Task brief:
Revise the items from the start through the line containing "(302, 432), (458, 547)", swapping "shirt collar" for "collar" and leaving everything else untouched.
——————————
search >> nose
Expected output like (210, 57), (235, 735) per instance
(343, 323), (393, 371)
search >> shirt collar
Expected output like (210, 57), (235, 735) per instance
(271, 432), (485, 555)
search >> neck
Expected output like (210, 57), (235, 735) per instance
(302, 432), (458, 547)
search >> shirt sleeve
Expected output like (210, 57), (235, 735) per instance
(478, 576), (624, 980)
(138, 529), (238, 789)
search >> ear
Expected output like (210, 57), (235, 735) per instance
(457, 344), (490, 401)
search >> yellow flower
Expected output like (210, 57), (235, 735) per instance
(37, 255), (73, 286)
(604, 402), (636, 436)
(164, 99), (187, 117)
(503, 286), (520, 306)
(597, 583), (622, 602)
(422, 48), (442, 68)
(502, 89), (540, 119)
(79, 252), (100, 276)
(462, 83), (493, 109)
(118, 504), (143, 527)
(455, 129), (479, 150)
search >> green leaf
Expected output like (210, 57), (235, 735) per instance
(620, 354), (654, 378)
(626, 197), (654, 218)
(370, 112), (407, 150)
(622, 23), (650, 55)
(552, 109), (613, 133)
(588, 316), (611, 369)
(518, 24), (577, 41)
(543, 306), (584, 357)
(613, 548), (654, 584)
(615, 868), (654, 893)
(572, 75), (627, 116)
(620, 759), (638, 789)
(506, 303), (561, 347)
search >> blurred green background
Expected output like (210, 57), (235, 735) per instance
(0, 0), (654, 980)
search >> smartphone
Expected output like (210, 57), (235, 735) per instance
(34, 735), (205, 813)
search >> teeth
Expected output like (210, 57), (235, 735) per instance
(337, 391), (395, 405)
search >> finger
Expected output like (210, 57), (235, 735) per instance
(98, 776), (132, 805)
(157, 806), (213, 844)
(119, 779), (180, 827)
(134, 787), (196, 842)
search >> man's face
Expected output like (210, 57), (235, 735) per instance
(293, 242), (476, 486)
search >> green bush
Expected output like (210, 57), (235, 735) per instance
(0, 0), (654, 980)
——————————
Solution to this task:
search >> nose
Expected output like (210, 57), (235, 735) per instance
(343, 323), (393, 371)
search >> collar
Expected output like (210, 57), (235, 735) per instance
(271, 432), (485, 555)
search >> neck
Expected output like (210, 57), (235, 735) per instance
(302, 432), (458, 547)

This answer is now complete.